What you should do:
How many lines in this material include the string "burnt"? Answer with the number and nothing further.

*** Opening Data excerpts ***

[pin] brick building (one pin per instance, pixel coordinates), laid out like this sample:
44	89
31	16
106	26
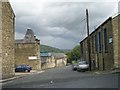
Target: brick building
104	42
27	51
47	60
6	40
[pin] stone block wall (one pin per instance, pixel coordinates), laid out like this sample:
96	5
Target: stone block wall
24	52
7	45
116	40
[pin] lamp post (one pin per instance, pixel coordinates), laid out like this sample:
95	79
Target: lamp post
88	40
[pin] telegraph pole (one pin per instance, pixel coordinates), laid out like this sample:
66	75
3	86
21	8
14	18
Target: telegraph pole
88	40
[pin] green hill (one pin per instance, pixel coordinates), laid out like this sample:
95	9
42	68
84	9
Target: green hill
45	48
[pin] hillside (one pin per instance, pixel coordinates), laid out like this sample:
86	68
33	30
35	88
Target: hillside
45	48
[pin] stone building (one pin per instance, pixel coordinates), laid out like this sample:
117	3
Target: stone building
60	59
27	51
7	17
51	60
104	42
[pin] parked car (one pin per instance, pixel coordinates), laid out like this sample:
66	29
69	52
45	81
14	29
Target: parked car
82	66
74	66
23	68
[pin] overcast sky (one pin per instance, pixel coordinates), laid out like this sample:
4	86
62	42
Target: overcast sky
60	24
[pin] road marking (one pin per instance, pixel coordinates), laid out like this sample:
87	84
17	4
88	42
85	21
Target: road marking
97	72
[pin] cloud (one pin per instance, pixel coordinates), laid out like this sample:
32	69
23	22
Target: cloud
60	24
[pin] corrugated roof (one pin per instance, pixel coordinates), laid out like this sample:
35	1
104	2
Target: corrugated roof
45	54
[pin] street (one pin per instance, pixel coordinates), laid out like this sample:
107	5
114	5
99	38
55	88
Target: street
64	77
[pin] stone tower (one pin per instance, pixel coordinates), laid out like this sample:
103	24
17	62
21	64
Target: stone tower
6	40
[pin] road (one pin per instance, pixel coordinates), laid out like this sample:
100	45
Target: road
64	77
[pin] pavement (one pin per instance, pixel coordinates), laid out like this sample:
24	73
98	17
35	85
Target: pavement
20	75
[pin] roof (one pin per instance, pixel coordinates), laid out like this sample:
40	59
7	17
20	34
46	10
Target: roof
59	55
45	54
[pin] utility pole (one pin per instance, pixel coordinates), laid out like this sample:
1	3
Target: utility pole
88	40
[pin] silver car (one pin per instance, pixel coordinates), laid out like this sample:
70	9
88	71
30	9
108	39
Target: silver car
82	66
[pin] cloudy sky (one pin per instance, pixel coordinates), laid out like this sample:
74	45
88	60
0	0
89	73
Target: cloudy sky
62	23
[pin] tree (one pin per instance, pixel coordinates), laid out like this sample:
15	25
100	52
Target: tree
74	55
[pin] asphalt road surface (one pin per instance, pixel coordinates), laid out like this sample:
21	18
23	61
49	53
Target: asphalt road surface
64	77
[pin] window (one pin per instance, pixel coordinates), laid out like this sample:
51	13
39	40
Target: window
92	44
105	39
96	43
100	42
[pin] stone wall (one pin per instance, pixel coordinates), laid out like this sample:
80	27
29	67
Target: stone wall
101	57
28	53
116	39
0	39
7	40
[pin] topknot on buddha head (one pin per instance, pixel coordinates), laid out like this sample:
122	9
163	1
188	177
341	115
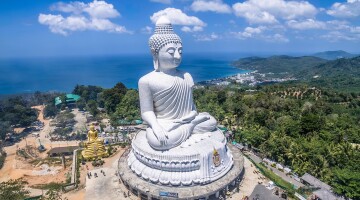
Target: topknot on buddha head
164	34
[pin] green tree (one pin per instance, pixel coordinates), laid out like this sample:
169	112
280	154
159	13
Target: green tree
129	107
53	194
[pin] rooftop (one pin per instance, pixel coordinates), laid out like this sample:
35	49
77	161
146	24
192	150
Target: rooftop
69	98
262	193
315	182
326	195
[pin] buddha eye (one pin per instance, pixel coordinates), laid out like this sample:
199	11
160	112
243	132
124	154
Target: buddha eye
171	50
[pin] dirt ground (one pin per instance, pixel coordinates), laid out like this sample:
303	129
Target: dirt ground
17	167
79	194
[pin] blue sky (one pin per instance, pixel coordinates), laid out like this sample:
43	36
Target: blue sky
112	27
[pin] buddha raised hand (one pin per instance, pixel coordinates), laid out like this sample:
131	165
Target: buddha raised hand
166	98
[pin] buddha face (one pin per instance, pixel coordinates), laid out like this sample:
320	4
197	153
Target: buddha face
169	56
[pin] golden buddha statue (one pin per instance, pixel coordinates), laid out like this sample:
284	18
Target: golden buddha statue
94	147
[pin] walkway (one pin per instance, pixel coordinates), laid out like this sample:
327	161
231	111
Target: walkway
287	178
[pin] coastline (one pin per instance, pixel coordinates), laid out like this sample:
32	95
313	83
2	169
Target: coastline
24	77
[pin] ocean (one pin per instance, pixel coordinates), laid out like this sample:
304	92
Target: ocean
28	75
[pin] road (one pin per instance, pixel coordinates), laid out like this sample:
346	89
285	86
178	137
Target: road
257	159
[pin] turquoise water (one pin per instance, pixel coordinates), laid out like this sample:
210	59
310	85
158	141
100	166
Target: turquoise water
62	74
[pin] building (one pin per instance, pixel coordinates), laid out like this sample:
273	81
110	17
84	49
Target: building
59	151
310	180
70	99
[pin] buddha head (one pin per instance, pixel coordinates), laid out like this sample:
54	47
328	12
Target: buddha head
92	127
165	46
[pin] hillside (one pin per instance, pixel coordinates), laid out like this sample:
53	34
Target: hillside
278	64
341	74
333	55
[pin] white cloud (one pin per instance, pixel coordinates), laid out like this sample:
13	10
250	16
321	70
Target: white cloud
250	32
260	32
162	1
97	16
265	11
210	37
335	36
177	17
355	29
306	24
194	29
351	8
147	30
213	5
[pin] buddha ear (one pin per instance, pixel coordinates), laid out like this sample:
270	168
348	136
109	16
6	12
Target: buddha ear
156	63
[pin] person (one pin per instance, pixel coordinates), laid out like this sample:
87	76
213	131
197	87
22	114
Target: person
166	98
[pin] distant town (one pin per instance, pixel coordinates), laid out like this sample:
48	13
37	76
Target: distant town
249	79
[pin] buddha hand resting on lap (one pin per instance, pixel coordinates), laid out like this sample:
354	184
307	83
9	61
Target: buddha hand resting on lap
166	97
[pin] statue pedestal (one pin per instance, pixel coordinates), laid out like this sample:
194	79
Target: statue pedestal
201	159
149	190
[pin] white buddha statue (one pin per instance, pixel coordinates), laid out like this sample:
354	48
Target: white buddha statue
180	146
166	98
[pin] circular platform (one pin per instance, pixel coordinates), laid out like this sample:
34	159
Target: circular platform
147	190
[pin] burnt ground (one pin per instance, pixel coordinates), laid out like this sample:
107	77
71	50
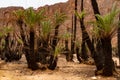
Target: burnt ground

*** Closing Data excerpts ***

Exercise response:
2